→ **Énoncé 1**
D'après le passage sur le cautionnement, de quel texte est issu l'article 1799-1 du code civil ?

→ **Passage**

■ ■ ■ ■ ■ ■ ■

Construction et cautionnement

Cautionnement de l'article 1799-1 alinéa 3 du code civil et créance du maître de l'ouvrage : compensation ne vaut !

Publié le : 04/03/2025 04 mars mars 03 2025

Cass, 3ème civ, 5 décembre 2024, n°23-10.727
L’arrêt qui a été rendu par la troisième chambre civile de la Cour de cassation le 5 décembre 2024 (Cass, 3ème civ, 5 décembre 2024, n°23-10.727) est l’occasion de rappeler le bénéfice qui peut être tiré du cautionnement dont le maître de l’ouvrage est redevable à l’égard du constructeur en application des dispositions légales de l’article 1799-1 du code civil, issu de l’article 5 de la loi n°94-475 du 10 juin 1994, relative à la prévention et au traitement des difficultés des entreprises.
Dans un contexte d’insécurité économique et du fait des aléas importants découlant de la durée des chantiers, il était apparu nécessaire de sécuriser le paiement des entreprises, au même titre que la loi du 31 décembre 1975, relative à la sous-traitance, avait pu le faire au profit des sous-traitants.

■ ■ ■ ■ ■ ■ ■

→ **Listing**
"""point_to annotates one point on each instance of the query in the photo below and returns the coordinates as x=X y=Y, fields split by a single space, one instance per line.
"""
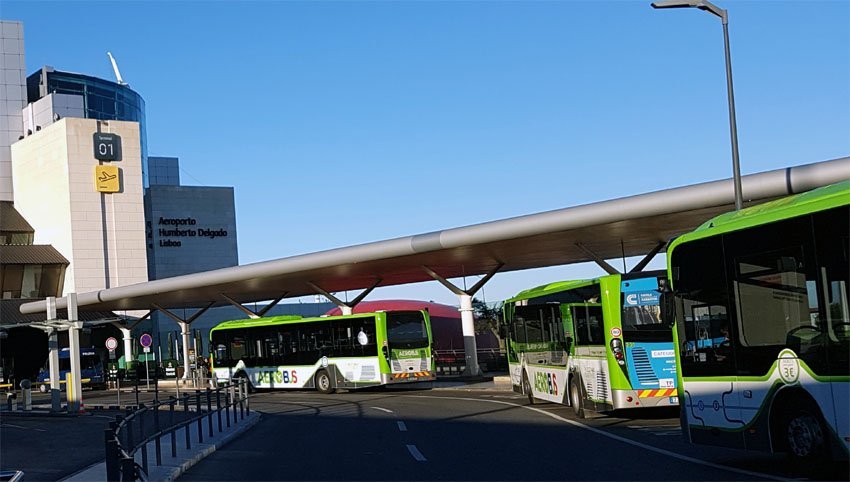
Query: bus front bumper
x=656 y=397
x=409 y=377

■ ■ ■ ■ ■ ■ ■

→ **Énoncé 2**
Recopiez mot pour mot toutes les lignes du listing, sans reprendre les images dans votre réponse.

→ **Résultat 1**
De l'article 5 de la loi n°94-475 du 10 juin 1994, relative à la prévention et au traitement des difficultés des entreprises.

→ **Résultat 2**
"""point_to annotates one point on each instance of the query in the photo below and returns the coordinates as x=X y=Y, fields split by a single space, one instance per line.
"""
Query: bus front bumper
x=656 y=397
x=409 y=377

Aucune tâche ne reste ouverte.